▸ **Task details**: Return the portion of the review of SAGE starting with "Related Work &" and going on through "physically implausible trajectories.", copied word for word.

▸ **Text section**:
__________
Highlights & Insights¶
- The hard constraint decoupling design is particularly elegant: Elevating map compliance from a continuous penalty to a binary precondition fundamentally prevents the model from learning shortcut behaviors. This idea transfers directly to any multi-objective optimization setting with mixed hard and soft constraints.
- Validation of LMC in motion generation models: This work is the first to empirically verify linear mode connectivity in motion generation models and leverage it to theoretically justify weight interpolation, providing a principled foundation for multi-objective control in other generative models (e.g., image, text).
- Dual-axis curriculum against catastrophic forgetting: Progressively adjusting both scenario intensity and frequency allows the ego policy to learn to handle extreme scenarios without forgetting normal driving—a trick that can be directly applied to other adversarial training pipelines.
Limitations & Future Work¶
- The current framework considers only two objectives (adversariality vs. realism); scaling to additional objectives (e.g., scenario novelty, complexity) and the resulting growth in weight-space dimensionality remain unexplored.
- Linear interpolation relies on the LMC assumption, which may break down when expert models diverge significantly.
- The physical fidelity of the MetaDrive simulator is limited; performance in higher-fidelity simulators or real-world settings requires further validation.
- Potential improvements include adaptive curricula based on ego policy learning progress (replacing manual annealing) and more advanced model merging techniques.
Related Work & Insights¶
- vs. CAT (Zhang et al., 2023): CAT achieves adversarial generation through candidate resampling; while its attack success rate is high, behavioral realism penalties are substantially larger (8.941 vs. SAGE's 1.429), and test-time control is unavailable.
- vs. GOOSE (Ransiek et al., 2024): GOOSE adopts RL for adversarial generation but incurs very high kinematic penalties (21.32), producing physically implausible trajectories.
- vs. DPO/RLHF in LLMs: SAGE is the first to transfer multi-objective preference alignment from LLM alignment to motion generation, demonstrating the cross-domain feasibility of this paradigm.
Rating¶
- Novelty: ⭐⭐⭐⭐⭐ First to introduce test-time multi-objective preference alignment into adversarial scenario generation, with tight integration of theory and practice.
- Experimental Thoroughness: ⭐⭐⭐⭐⭐ Open-loop + closed-loop + cross-evaluation + ablation + theoretical validation; comprehensive coverage.
- Writing Quality: ⭐⭐⭐⭐⭐ Clear logic, rigorous theoretical derivations, and highly informative figures and tables.
- Value: ⭐⭐⭐⭐⭐ Provides an efficient and theoretically grounded new paradigm for autonomous driving safety testing.
__________
▸ **Extracted data**:
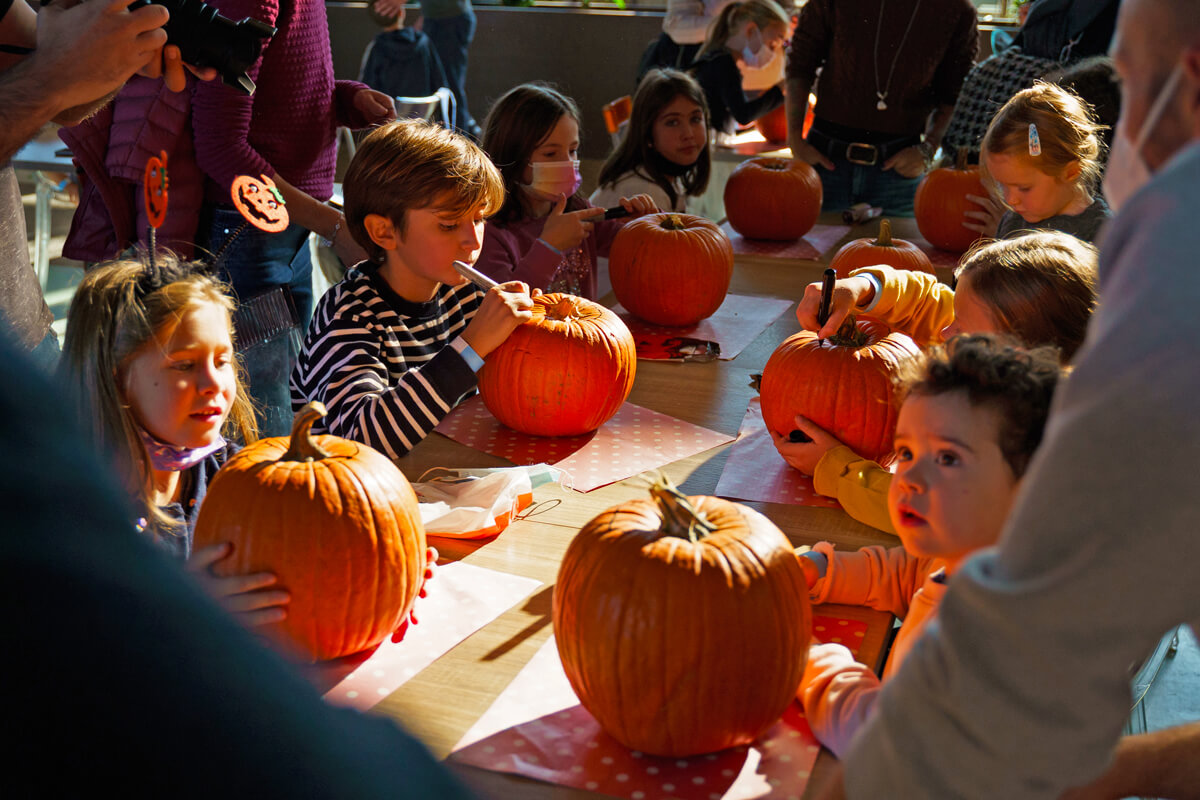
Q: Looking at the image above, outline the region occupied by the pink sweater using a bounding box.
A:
[192,0,372,203]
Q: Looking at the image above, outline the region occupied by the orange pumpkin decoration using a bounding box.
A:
[913,148,988,253]
[725,157,822,240]
[608,213,733,326]
[479,293,637,437]
[758,317,918,463]
[553,479,812,757]
[194,403,426,661]
[829,219,934,278]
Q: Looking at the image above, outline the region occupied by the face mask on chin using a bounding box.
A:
[1102,61,1183,212]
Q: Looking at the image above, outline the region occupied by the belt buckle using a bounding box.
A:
[846,142,880,167]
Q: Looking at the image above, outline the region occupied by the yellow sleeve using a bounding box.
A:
[850,266,954,348]
[812,445,895,534]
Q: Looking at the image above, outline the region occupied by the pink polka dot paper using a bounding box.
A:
[721,222,850,261]
[437,395,733,492]
[613,294,792,361]
[450,616,866,800]
[715,397,841,509]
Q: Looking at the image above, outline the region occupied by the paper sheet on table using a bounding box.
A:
[436,395,733,492]
[714,397,841,509]
[613,294,794,361]
[325,561,541,711]
[450,615,866,800]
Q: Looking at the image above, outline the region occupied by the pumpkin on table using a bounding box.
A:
[758,317,918,463]
[553,479,812,757]
[725,157,822,240]
[479,293,637,437]
[194,402,426,661]
[608,213,733,326]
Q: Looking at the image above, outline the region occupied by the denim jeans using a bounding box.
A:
[421,6,479,136]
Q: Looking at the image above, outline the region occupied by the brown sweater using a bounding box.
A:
[787,0,978,138]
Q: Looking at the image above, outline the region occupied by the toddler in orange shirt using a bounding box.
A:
[799,335,1062,756]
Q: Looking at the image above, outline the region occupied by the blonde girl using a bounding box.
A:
[962,82,1111,242]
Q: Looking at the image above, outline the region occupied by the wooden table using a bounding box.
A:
[355,214,896,798]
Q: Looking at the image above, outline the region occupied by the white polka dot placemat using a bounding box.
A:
[436,395,733,492]
[613,294,793,361]
[325,561,541,711]
[450,616,866,800]
[714,397,841,509]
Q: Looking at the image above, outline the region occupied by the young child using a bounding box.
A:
[588,70,712,212]
[775,231,1097,533]
[59,253,289,624]
[292,120,533,458]
[691,0,791,134]
[479,83,658,300]
[962,82,1112,242]
[798,336,1062,756]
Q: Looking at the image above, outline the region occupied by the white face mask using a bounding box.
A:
[1102,61,1183,211]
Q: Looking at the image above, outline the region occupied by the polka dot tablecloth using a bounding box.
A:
[325,561,541,711]
[450,615,866,800]
[721,222,850,261]
[613,294,792,361]
[715,397,841,509]
[437,395,733,492]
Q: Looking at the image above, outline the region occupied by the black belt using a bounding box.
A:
[806,127,920,167]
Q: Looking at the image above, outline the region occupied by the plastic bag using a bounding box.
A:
[413,464,563,539]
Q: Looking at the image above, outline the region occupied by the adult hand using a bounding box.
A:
[541,194,604,251]
[187,542,292,627]
[462,281,533,359]
[962,194,1006,239]
[772,415,841,475]
[796,276,875,338]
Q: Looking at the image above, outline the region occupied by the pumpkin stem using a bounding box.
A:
[650,474,716,545]
[280,401,329,461]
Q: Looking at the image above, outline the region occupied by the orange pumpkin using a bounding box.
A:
[608,213,733,326]
[553,479,812,757]
[758,317,918,463]
[479,293,637,437]
[913,148,988,253]
[194,403,425,661]
[829,219,934,278]
[725,157,822,240]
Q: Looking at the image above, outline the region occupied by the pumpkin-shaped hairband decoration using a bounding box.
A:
[229,175,289,234]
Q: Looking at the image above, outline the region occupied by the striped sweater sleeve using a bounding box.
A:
[292,278,481,458]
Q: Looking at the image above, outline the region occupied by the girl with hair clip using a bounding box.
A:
[775,231,1097,533]
[589,70,712,212]
[58,253,289,625]
[475,83,658,300]
[962,82,1112,242]
[691,0,791,140]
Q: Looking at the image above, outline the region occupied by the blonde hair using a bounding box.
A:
[954,230,1097,363]
[979,80,1105,193]
[58,253,258,530]
[343,120,504,261]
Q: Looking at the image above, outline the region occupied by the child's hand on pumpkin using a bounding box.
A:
[796,276,875,338]
[187,542,292,627]
[772,415,841,475]
[462,281,533,359]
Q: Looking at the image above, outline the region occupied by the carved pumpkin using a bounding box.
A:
[553,479,812,757]
[829,219,934,278]
[760,317,918,463]
[725,158,822,240]
[194,403,426,661]
[608,213,733,326]
[479,293,637,437]
[913,148,988,253]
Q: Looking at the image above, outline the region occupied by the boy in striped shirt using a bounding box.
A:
[292,120,533,458]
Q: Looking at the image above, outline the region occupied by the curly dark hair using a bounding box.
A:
[896,333,1066,477]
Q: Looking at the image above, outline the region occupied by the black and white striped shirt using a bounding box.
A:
[292,263,484,458]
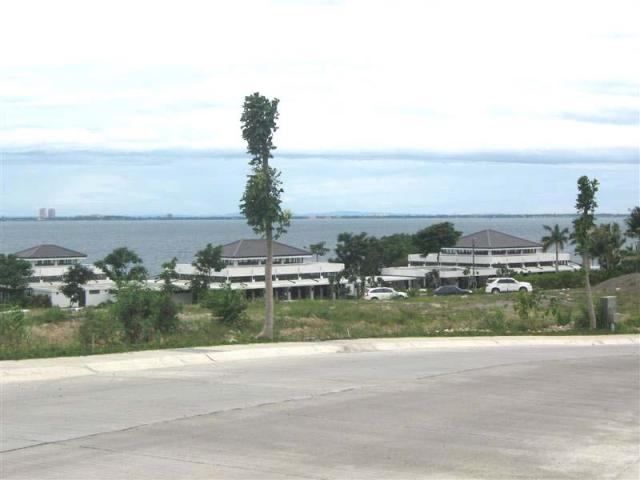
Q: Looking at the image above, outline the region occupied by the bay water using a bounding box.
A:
[0,215,624,274]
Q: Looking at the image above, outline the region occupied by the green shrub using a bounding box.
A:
[513,292,542,320]
[407,288,420,298]
[201,284,248,328]
[110,284,179,343]
[20,295,51,308]
[483,308,507,332]
[31,307,68,324]
[0,310,30,347]
[154,292,180,333]
[78,309,124,347]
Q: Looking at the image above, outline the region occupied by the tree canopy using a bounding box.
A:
[95,247,148,284]
[542,223,569,272]
[571,176,598,328]
[309,242,330,261]
[414,222,462,255]
[0,253,33,297]
[191,243,225,290]
[240,92,291,339]
[60,263,95,305]
[624,207,640,248]
[589,223,624,270]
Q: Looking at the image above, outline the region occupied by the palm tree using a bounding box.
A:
[542,223,569,273]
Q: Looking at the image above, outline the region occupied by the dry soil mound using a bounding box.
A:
[595,273,640,292]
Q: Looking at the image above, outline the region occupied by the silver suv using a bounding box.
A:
[484,277,533,293]
[364,287,407,300]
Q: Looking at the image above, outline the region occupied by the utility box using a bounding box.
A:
[600,296,618,331]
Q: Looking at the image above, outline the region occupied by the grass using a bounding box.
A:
[0,289,640,360]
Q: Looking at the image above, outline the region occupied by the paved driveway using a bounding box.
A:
[0,345,640,479]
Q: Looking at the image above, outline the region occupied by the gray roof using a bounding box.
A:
[222,239,311,258]
[456,230,542,248]
[15,245,87,259]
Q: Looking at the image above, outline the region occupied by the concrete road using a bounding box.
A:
[0,345,640,480]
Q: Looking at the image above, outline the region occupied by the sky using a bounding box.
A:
[0,0,640,216]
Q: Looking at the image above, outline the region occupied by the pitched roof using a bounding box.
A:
[456,230,542,248]
[222,239,311,258]
[15,245,87,258]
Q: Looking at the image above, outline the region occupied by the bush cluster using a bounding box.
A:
[78,309,124,348]
[109,285,179,343]
[0,310,30,347]
[201,284,248,328]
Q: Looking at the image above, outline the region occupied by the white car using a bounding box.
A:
[364,287,407,300]
[484,277,533,293]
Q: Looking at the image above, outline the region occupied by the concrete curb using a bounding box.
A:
[0,335,640,385]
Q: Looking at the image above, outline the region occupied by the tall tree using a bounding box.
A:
[414,222,462,259]
[95,247,148,285]
[624,207,640,251]
[240,92,291,339]
[542,223,569,273]
[590,223,624,270]
[60,263,95,306]
[571,175,598,328]
[309,242,330,262]
[332,232,384,296]
[0,253,33,299]
[191,243,225,301]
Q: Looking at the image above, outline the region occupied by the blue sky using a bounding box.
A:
[0,0,640,215]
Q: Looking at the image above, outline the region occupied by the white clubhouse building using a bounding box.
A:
[382,230,580,286]
[174,239,344,300]
[15,245,115,308]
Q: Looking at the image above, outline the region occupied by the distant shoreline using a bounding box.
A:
[0,212,628,222]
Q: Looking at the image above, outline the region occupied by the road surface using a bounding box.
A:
[0,345,640,480]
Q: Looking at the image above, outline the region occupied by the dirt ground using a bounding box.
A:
[594,273,640,294]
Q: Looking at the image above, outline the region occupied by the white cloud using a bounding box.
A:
[0,0,640,150]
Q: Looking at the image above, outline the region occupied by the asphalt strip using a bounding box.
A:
[0,334,640,385]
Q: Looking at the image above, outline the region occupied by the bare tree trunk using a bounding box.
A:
[582,253,597,329]
[258,225,273,340]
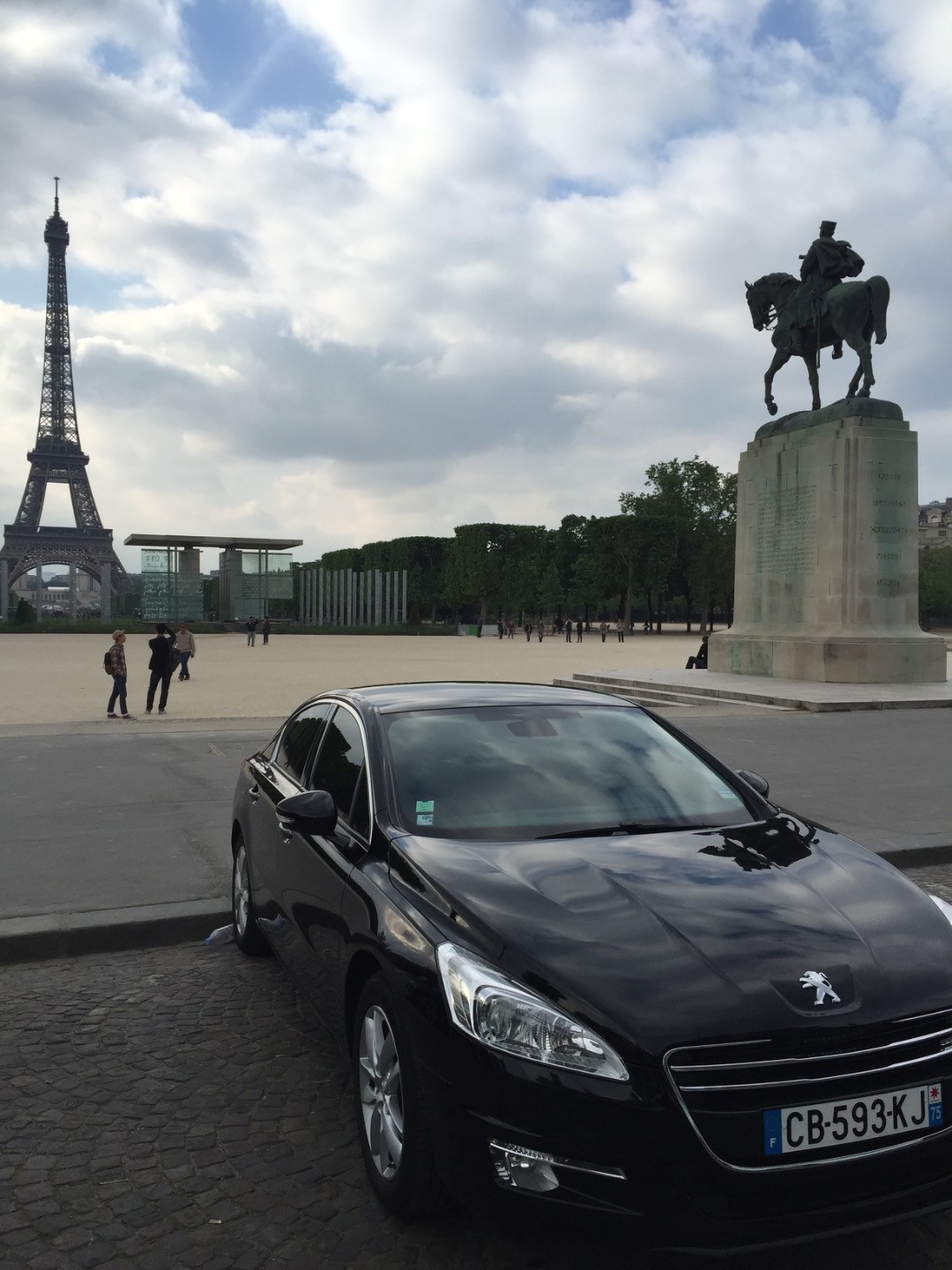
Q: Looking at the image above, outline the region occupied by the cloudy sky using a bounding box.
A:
[0,0,952,569]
__________
▸ **Solution for this problem**:
Related Work & Insights¶
- vs. CAT (Zhang et al., 2023): CAT achieves adversarial generation through candidate resampling; while its attack success rate is high, behavioral realism penalties are substantially larger (8.941 vs. SAGE's 1.429), and test-time control is unavailable.
- vs. GOOSE (Ransiek et al., 2024): GOOSE adopts RL for adversarial generation but incurs very high kinematic penalties (21.32), producing physically implausible trajectories.